### Aufgabe a
Kannst du aus den Zeilen unten alles von der Zeile mit "the blazer lapel" bis einschließlich der Zeile mit "x=250, y=113" Wort für Wort übernehmen?

+++ Quelle +++

Hannes Koch: Der Staat soll künftig kaum noch Schulden machen dürfen. Das wollen Union und SPD am Freitag im Bundestag beschließen. Sie haben eine Unterschriftenkampagne gegen diese Schuldenbremse initiiert. Warum?


Peter Bofinger: Das Anliegen der sparsamen, nachhaltigen Finanzpolitik ist durchaus richtig. Aber man darf die Zukunftsvorsorge nicht eindimensional betrachten und sich nur auf die passive Vorsorge beschränken. Es ist genauso wichtig, aktiv zu handeln, also in die Bildung, die Infrastruktur und den Umweltschutz zu investieren. Sonst gefährdet man die Zukunft unserer Kinder. Wer sich so etwas ausdenkt, hat von Volkswirtschaft keine Ahnung.


Koch: Sie sprechen SPD-Fraktionschef Peter Struck, seinem CDU-Kollegen Volker Kauder und Baden-Württembergs Ministerpräsident Günther Oettinger die wirtschaftliche Grundbildung ab?

+++ Zeilen +++

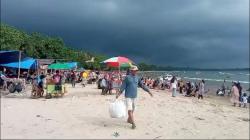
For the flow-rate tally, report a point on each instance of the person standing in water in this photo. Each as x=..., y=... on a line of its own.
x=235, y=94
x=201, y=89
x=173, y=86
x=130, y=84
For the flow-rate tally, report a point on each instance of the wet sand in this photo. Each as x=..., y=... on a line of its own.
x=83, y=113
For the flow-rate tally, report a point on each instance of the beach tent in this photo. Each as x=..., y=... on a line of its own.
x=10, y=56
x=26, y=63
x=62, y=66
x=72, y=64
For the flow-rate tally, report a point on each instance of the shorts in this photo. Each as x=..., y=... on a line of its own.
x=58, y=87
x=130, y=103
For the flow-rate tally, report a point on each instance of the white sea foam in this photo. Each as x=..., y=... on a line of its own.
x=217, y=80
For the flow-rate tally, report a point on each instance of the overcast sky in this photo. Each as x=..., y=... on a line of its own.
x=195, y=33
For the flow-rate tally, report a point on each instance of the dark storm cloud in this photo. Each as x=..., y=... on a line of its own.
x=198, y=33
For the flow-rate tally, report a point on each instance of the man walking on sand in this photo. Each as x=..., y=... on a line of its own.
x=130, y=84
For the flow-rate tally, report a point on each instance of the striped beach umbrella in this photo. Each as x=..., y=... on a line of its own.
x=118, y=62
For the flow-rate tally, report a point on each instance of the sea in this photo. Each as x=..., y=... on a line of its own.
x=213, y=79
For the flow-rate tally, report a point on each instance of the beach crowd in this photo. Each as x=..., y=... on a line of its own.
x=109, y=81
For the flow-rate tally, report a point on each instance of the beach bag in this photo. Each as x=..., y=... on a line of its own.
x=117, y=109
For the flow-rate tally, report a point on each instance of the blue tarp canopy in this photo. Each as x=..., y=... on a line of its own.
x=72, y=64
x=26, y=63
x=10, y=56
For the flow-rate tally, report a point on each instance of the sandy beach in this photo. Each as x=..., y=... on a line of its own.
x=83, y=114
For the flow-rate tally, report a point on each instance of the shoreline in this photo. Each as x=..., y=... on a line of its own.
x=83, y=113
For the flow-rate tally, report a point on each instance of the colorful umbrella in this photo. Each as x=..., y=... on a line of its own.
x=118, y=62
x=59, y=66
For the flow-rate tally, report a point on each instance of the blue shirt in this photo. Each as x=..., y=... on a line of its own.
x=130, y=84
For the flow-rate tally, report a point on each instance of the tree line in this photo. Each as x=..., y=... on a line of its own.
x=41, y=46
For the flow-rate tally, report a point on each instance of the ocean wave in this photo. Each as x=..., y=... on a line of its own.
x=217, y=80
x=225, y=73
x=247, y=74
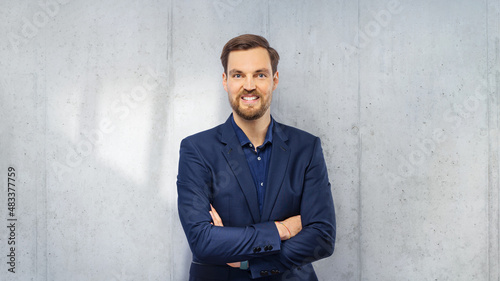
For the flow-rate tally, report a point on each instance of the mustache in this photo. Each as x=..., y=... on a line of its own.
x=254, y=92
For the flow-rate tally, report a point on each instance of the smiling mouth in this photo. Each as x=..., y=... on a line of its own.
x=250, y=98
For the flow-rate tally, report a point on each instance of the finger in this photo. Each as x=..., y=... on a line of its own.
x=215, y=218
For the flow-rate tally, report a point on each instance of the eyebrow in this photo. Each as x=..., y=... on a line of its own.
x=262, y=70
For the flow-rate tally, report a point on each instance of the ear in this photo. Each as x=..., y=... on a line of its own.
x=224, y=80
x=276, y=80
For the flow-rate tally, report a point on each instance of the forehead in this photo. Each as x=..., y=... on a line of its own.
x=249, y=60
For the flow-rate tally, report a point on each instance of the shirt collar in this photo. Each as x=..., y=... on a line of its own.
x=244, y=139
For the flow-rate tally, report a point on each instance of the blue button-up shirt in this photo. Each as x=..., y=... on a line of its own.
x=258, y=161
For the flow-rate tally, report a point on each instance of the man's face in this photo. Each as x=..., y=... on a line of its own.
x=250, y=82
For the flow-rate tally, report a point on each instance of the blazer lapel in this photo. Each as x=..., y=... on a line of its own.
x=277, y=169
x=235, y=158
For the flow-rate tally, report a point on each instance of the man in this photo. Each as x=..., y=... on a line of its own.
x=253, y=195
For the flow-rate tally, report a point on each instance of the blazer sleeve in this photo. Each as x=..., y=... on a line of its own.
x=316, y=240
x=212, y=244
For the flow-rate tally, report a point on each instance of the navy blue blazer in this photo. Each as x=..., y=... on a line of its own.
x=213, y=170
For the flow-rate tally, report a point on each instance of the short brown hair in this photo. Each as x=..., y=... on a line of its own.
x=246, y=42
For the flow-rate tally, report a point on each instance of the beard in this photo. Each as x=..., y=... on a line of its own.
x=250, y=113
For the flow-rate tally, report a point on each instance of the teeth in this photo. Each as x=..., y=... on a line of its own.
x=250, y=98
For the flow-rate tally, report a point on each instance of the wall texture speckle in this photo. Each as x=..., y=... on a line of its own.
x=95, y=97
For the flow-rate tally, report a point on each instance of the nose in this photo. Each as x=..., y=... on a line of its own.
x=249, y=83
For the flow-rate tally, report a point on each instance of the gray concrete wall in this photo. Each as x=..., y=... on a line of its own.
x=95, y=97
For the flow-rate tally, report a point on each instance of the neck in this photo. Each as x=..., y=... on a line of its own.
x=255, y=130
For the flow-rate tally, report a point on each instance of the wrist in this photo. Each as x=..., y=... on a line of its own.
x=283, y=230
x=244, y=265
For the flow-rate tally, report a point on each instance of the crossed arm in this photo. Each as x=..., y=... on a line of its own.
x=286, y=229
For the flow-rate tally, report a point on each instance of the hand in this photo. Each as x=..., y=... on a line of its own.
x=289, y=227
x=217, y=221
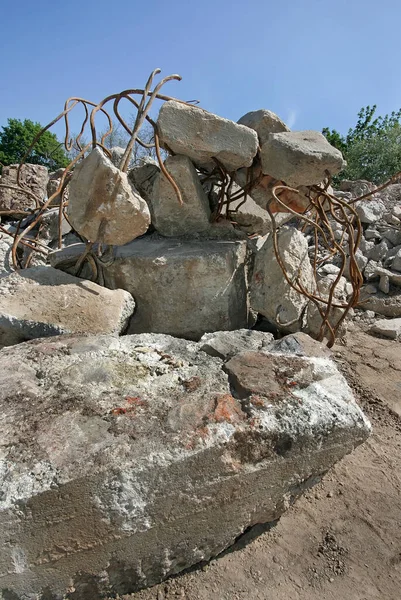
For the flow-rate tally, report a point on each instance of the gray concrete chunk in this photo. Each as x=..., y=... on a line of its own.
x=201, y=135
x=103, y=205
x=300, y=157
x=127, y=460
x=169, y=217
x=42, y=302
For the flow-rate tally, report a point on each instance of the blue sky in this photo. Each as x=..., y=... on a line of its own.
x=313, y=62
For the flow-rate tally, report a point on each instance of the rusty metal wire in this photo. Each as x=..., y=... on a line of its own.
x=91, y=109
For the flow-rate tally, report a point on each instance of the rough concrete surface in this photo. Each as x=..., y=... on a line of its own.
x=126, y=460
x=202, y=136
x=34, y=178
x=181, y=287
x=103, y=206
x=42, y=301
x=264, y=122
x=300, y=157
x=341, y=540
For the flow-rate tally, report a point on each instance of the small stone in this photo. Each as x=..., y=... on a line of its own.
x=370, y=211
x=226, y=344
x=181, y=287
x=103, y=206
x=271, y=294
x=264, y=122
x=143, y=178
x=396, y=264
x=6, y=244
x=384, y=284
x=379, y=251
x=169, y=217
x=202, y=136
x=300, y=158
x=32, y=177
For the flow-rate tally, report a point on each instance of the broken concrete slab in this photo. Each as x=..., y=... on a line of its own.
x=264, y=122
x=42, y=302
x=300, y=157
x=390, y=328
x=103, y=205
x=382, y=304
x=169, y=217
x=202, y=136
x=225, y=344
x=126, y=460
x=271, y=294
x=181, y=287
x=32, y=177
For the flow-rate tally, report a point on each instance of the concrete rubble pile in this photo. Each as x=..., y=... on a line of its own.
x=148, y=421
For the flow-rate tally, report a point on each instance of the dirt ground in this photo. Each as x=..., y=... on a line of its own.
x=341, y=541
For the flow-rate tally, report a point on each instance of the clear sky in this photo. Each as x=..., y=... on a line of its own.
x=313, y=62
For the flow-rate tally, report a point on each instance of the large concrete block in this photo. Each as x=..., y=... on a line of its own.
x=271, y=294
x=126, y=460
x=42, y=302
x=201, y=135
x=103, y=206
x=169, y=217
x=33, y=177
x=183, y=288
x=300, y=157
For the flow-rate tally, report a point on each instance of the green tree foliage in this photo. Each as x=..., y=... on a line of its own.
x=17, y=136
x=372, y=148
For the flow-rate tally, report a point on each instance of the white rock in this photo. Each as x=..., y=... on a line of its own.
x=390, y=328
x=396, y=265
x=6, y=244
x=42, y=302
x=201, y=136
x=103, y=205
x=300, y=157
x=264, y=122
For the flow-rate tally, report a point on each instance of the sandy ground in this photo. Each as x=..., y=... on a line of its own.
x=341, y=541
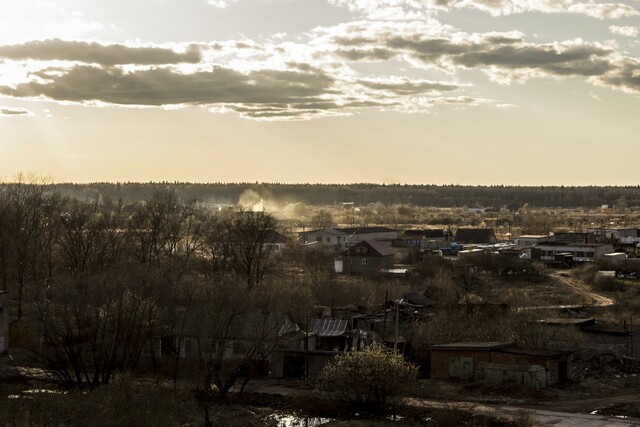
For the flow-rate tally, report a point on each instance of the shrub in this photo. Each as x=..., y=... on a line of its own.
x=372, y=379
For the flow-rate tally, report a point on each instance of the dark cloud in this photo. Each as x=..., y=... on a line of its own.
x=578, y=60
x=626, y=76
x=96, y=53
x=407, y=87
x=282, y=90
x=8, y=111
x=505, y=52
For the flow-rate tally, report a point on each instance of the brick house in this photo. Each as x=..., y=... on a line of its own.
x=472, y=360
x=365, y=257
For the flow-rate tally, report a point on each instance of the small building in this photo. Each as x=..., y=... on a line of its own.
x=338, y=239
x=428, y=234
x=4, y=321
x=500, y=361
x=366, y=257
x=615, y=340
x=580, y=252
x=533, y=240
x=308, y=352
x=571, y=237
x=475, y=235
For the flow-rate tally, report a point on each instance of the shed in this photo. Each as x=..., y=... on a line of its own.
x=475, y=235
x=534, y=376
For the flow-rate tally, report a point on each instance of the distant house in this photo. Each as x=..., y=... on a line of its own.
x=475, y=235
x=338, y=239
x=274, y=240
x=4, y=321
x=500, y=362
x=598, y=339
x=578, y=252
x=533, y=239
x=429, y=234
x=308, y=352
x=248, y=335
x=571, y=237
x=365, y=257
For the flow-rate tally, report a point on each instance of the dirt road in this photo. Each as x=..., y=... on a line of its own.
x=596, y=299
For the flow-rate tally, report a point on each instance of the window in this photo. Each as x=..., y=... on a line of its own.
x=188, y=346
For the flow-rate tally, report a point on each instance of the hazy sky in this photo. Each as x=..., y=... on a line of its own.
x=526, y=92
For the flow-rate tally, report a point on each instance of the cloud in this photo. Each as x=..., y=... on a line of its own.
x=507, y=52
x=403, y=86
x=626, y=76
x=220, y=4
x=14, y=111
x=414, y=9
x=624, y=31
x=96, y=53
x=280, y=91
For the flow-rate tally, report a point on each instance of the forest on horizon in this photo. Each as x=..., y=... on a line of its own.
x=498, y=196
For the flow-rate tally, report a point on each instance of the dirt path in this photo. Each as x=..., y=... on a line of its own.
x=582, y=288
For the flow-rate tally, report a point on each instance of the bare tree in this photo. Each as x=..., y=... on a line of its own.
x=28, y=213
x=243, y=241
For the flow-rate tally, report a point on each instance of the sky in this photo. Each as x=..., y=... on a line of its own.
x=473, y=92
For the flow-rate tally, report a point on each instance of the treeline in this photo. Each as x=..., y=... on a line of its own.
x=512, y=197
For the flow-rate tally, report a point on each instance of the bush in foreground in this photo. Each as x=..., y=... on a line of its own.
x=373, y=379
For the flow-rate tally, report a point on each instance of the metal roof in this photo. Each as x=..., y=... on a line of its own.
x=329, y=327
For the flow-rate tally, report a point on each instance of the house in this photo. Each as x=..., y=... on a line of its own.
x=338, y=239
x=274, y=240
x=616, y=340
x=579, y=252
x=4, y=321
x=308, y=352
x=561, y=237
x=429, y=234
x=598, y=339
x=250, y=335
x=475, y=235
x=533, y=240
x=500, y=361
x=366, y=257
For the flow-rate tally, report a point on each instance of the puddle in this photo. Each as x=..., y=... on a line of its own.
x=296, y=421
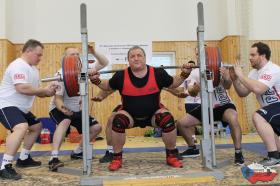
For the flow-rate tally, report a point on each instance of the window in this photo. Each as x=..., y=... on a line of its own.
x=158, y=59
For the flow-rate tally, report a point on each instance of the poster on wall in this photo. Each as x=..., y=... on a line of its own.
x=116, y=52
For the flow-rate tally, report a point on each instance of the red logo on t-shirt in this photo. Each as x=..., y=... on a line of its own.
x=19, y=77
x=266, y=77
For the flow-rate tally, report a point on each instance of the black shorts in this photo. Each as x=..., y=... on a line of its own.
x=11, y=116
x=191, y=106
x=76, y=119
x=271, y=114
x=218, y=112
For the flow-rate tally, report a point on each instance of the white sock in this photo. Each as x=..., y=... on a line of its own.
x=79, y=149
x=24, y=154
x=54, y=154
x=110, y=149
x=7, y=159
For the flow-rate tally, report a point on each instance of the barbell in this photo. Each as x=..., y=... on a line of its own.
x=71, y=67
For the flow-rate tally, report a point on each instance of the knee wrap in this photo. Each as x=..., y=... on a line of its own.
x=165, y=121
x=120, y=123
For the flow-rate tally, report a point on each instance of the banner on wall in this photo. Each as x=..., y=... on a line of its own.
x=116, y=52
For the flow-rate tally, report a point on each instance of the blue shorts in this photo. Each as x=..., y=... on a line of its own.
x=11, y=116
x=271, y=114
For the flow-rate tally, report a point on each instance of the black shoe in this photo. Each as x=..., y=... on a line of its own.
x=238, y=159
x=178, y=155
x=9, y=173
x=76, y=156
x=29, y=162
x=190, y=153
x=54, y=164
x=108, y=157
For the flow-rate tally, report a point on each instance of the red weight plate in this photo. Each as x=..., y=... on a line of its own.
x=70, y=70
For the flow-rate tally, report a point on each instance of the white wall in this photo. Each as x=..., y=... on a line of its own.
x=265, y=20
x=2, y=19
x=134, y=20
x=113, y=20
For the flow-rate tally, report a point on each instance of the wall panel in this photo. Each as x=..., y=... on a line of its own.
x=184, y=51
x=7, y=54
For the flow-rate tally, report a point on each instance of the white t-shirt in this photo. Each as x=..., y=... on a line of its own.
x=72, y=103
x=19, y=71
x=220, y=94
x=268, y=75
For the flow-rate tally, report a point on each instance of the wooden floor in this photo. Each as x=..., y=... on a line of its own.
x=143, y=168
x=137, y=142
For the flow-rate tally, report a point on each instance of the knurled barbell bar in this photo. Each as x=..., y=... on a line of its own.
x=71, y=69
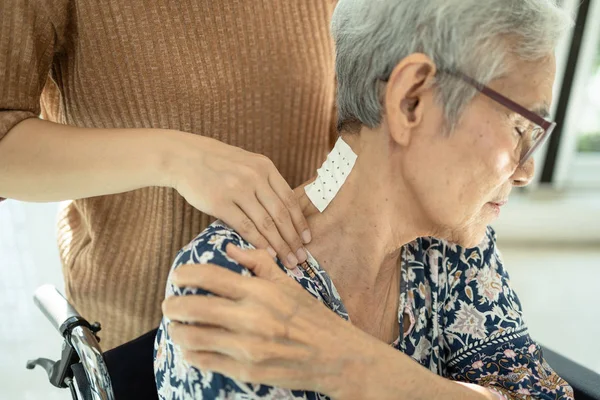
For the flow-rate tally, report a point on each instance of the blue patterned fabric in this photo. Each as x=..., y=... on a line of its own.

+++

### Aufgabe b
Wie könnte das Interview zur Schuldenbremse weitergehen? Schreib es im Anschluss an seinen letzten Satz fort.

### Ergebnis a
For the flow-rate tally, report a point on each instance of the blazer lapel in this photo. Each as x=..., y=... on a line of its own.
x=277, y=169
x=235, y=158
For the flow-rate tally, report a point on each instance of the man in this photo. Each as x=..., y=... on a line of its own.
x=253, y=195
For the flow-rate tally, report a point on each instance of the blazer sleeve in this photo. Each as x=..., y=... on a line of its own.
x=316, y=240
x=212, y=244
For the flow-rate tally, report a point on each instance of the navy blue blazer in this photo. Each as x=..., y=... on a line of its own.
x=213, y=170
For the flow-rate tally, report a point on each instance of the short brown hair in this photo. Each as x=..., y=... on a line of its own.
x=246, y=42
For the flow-rate tally, report a point on each instance of the beard in this photo. Each as x=..., y=... on a line of its own.
x=250, y=113

### Ergebnis b
Bofinger: Die Idee der Schuldenbremse ist an ökonomischer Biederkeit nicht zu übertreffen. Sie fällt hinter das Denken der klassischen Ökonomie zurück, die es für völlig vernünftig hielt, dass der Staat Zukunftsinvestitionen über Kredite finanziert.


Koch: Auch mit der Schuldenbremse dürfte der Bund noch mindestens neun Milliarden Euro neue Schulden pro Jahr machen. Außerdem gäbe es Ausnahmen für Notfälle. Reicht dieser Spielraum nicht aus?


Bofinger: Nein, gerade für die Bildung sind die Bundesländer verantwortlich. Und denen will man jegliche Neuverschuldung verbieten.


Koch: Brandenburgs Ministerpräsident Matthias Platzeck plädiert dafür, das Schuldenverbot der Länder zu lockern.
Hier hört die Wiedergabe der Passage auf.